» **Given instruction 1**:
Copy word for word the part of the article on the Ceylon Electricity Board's payments to private power suppliers that opens with the words containing "When the Cabinet" and closes with "loan and interest.).".

» **Text extract**:
Ceylon Electricity Board Pays Billions To Private Power Suppliers Illegally While Ministers Sleep On The Job
For the Deputy General Manager Energy Purchases of the Ceylon Electricity Board, (CEB) it is an interdiction order for his efforts to follow procedure and minimise unnecessary expenses. For Aitken Spence, the parent company of Ace Power Embilipitya (Pvt.) it is a windfall that will boost its revenue in billions of rupees.
Deputy General Manager, Energy Purchases, Sujeewa Abeywickrama was interdicted on July 2, 2018. The charges against him ranged from not carrying out assigned duties, not following directions given by the General Manager, to conducting his personal business and being an accused in several court cases. Mr. Abeywickrama claims that the charge is not a criminal offence and that he is accused of is being the owner of a bus.
Whatever the reason for the court cases may be, and other accusations, his troubles at the CEB seems to have begun because he objected to making payments for the continued extension of privately owned power plants without the approval of the Public Utilities Commission of Sri Lanka (PUCSL), the Power sector Regulator.
On April 5th this year, the (CEB) signed a further extension to its Short Term Power Purchase Agreement of March 17, 2017, with Ace Power Embilipitya (Pvt.) an Independent Power Producer (IPP) owned by Aitken Spence PLC. The extension, according to the agreement will be in effect for a three year period, from the date signed, unless either party terminates the agreement, or the CEB acquires the plant.
It was in March 2016, that the Cabinet of Ministers first approved the purchase of three retired power plants owned by Independent Power Producers, one of which was Ace Power Embilipitiya. The approval came with the provision that the CEB’s negotiations with the IPP’s should take into account payments already made to the companies in the form of “Capacity Charge”, which would cover the capital investments the companies had already made. Capacity charges, according to sources Counterpoint spoke to, must be paid to the company owning the plant, even when it is not in use.
The other two power plants are Heladanvi Ltd. owned by Hemas Holdings and Ace Power Generation Matara (Pvt.) Ltd another company owned by Aitken Spence PLC.
When the Cabinet gave its nod at the end of March 2016 to obtain power from Ace Power Embilipitiya (Pvt.) Ltd. for a period of one year until the power plant is purchased, it was on the stipulation that the same terms and conditions the CEB and the company had agreed on originally in May 2003 should apply. The 2003 one, was a ten year agreement and the tariffs had been structured in a manner that the investments of the IPP’s would be recovered within that period itself. Informed sources told Counterpoint that the total investment made during the original agreement has been recovered by Ace Power Embilipitiya (Pvt.) Ltd. The Unit price had been agreed on to include all loans and interest and the CEB has paid approximately 10 Billion Rupees per annum to the IPP. This rate included Rupees 1 billion as cost of capital (i.e. loan and interest.).

» **Information shown**:
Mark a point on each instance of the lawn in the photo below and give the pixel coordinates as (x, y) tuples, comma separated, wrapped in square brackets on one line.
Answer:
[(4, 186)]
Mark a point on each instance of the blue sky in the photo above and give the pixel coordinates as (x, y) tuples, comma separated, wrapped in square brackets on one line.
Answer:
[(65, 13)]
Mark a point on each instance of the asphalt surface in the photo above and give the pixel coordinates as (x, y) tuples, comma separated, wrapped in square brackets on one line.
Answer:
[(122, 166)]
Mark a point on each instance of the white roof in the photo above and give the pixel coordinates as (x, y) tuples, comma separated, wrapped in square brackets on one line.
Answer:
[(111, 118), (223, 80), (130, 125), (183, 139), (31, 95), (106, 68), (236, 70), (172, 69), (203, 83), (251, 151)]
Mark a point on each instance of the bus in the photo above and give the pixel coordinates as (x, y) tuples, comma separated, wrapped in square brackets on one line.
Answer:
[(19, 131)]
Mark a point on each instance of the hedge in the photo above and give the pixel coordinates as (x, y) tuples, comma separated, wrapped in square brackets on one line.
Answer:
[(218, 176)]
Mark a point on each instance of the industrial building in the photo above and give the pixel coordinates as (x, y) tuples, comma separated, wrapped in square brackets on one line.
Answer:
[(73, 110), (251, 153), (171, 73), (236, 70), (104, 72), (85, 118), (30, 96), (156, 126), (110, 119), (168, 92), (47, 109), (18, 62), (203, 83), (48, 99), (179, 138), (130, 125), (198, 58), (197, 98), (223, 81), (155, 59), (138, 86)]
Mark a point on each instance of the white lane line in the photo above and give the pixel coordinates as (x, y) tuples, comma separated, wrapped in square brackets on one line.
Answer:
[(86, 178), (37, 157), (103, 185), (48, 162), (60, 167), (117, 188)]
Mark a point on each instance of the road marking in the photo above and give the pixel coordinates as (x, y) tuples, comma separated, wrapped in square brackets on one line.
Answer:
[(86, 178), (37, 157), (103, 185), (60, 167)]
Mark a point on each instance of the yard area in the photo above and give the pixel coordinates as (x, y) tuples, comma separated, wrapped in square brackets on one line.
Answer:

» **Given instruction 2**:
Turn the part of the rows above that opens with the line containing "Mark a point on each instance of the asphalt" and closes with the line containing "[(218, 176)]", both of those lines included, into a Markdown table with the columns "Line No." and "Line text". Number each line in order and leave out any blank lines.

» **Correct response 1**:
When the Cabinet gave its nod at the end of March 2016 to obtain power from Ace Power Embilipitiya (Pvt.) Ltd. for a period of one year until the power plant is purchased, it was on the stipulation that the same terms and conditions the CEB and the company had agreed on originally in May 2003 should apply. The 2003 one, was a ten year agreement and the tariffs had been structured in a manner that the investments of the IPP’s would be recovered within that period itself. Informed sources told Counterpoint that the total investment made during the original agreement has been recovered by Ace Power Embilipitiya (Pvt.) Ltd. The Unit price had been agreed on to include all loans and interest and the CEB has paid approximately 10 Billion Rupees per annum to the IPP. This rate included Rupees 1 billion as cost of capital (i.e. loan and interest.).

» **Correct response 2**:
| Line No. | Line text |
|---|---|
| 1 | Mark a point on each instance of the asphalt surface in the photo above and give the pixel coordinates as (x, y) tuples, comma separated, wrapped in square brackets on one line. |
| 2 | Answer: |
| 3 | [(122, 166)] |
| 4 | Mark a point on each instance of the white roof in the photo above and give the pixel coordinates as (x, y) tuples, comma separated, wrapped in square brackets on one line. |
| 5 | Answer: |
| 6 | [(111, 118), (223, 80), (130, 125), (183, 139), (31, 95), (106, 68), (236, 70), (172, 69), (203, 83), (251, 151)] |
| 7 | Mark a point on each instance of the bus in the photo above and give the pixel coordinates as (x, y) tuples, comma separated, wrapped in square brackets on one line. |
| 8 | Answer: |
| 9 | [(19, 131)] |
| 10 | Mark a point on each instance of the hedge in the photo above and give the pixel coordinates as (x, y) tuples, comma separated, wrapped in square brackets on one line. |
| 11 | Answer: |
| 12 | [(218, 176)] |